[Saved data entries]
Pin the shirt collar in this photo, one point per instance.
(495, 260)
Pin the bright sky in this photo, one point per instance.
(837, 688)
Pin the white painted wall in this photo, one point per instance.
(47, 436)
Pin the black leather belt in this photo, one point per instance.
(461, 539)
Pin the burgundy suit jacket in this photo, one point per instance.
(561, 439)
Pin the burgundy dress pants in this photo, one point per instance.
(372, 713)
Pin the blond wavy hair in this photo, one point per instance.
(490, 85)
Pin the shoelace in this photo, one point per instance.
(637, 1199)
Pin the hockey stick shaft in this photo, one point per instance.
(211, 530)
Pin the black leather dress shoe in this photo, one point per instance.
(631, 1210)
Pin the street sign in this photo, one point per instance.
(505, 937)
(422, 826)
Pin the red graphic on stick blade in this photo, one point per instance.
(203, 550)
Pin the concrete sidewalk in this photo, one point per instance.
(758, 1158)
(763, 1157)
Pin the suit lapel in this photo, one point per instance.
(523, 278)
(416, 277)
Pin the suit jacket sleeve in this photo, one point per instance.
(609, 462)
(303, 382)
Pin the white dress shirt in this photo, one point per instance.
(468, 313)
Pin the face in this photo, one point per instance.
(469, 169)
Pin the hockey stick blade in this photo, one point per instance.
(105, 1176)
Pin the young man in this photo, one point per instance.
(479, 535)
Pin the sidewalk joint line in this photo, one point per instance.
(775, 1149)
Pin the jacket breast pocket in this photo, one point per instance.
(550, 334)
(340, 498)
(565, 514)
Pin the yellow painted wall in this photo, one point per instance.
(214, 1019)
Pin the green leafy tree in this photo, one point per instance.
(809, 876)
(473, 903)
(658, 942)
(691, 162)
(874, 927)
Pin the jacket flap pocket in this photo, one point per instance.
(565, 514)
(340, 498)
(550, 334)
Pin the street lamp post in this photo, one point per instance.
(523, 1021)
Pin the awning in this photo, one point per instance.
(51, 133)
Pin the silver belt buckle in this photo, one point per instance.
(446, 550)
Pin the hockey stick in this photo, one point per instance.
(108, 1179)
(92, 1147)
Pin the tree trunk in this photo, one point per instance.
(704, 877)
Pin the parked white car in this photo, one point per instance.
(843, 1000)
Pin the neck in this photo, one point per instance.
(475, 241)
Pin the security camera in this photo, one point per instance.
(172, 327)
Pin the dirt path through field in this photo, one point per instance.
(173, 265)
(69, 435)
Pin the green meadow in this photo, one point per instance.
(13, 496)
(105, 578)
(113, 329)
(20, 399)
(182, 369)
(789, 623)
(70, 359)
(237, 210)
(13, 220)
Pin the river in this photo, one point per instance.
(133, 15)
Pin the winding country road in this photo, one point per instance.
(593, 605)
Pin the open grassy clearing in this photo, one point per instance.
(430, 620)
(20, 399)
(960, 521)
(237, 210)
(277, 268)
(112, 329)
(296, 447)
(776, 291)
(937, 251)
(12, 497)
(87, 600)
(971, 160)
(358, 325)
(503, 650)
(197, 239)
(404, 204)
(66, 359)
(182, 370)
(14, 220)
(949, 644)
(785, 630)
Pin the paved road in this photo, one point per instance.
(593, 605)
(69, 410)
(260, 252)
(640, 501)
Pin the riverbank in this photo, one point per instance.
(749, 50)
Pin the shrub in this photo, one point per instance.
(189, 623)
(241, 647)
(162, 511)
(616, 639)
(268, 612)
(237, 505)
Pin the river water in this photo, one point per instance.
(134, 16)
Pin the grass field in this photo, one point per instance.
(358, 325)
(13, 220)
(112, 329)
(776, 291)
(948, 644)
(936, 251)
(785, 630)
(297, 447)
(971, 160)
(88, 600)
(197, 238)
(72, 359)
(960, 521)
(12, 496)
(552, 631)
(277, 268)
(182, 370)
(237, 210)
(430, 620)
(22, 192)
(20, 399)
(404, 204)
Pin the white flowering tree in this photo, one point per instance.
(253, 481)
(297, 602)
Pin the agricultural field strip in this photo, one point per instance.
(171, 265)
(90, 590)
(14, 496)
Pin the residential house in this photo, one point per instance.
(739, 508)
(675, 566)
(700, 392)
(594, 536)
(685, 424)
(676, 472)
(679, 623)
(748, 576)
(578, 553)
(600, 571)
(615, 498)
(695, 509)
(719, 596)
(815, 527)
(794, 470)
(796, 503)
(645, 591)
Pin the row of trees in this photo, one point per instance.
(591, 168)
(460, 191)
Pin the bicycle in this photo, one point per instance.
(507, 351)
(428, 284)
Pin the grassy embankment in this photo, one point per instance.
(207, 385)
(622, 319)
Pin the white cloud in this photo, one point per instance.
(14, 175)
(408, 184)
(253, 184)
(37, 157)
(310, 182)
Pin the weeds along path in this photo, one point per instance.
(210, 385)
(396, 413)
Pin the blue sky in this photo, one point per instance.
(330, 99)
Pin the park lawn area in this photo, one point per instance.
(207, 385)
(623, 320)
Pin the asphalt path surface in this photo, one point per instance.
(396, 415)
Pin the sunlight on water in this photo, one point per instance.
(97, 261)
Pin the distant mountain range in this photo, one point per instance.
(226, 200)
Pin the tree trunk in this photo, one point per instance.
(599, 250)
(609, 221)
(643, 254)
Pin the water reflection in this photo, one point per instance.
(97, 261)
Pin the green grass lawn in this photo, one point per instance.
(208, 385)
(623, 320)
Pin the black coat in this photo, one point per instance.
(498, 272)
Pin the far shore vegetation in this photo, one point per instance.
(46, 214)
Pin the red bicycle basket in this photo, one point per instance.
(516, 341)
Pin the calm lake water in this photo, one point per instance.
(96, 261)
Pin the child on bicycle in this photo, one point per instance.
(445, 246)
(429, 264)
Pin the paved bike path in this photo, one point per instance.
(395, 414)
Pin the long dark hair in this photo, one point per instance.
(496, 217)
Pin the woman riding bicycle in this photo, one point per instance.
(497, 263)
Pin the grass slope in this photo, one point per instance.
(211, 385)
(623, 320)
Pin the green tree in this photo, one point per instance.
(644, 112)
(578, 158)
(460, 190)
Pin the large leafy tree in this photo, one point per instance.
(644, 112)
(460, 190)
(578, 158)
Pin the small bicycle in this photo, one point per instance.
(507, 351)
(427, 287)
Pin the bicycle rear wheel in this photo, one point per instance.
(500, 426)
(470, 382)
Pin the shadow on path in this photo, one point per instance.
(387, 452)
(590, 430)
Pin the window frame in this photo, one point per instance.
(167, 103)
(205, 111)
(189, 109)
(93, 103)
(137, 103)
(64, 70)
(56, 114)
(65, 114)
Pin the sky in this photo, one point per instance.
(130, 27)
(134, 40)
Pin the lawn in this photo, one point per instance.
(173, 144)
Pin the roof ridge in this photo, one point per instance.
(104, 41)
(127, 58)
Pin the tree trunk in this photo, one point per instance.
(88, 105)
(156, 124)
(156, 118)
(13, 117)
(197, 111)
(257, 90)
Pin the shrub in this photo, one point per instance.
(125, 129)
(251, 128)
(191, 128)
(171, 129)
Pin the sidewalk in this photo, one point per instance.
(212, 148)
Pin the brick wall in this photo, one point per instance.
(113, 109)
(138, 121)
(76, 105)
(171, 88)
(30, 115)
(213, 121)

### DIRECTION
Rescale the part of the items that opens with the line containing "Pin the roof" and runs through the end of the items, both ends included. Write out every line, requests included, with each answer coordinate multiplied by 2.25 and rounded to a whole number, halves rounded up.

### RESPONSE TO THIS EXERCISE
Pin the roof ridge in this photo, one point per instance.
(234, 92)
(286, 131)
Pin the tree trunk in this photo, one point per instance.
(198, 236)
(351, 279)
(351, 266)
(29, 263)
(443, 250)
(578, 203)
Pin the shrub in this photo, one point per instance.
(281, 290)
(565, 288)
(430, 288)
(385, 290)
Pin the sidewalk in this photo, one point per instance.
(477, 333)
Pin the brick wall in this photo, one point per instance.
(254, 245)
(311, 272)
(171, 236)
(385, 198)
(68, 259)
(479, 272)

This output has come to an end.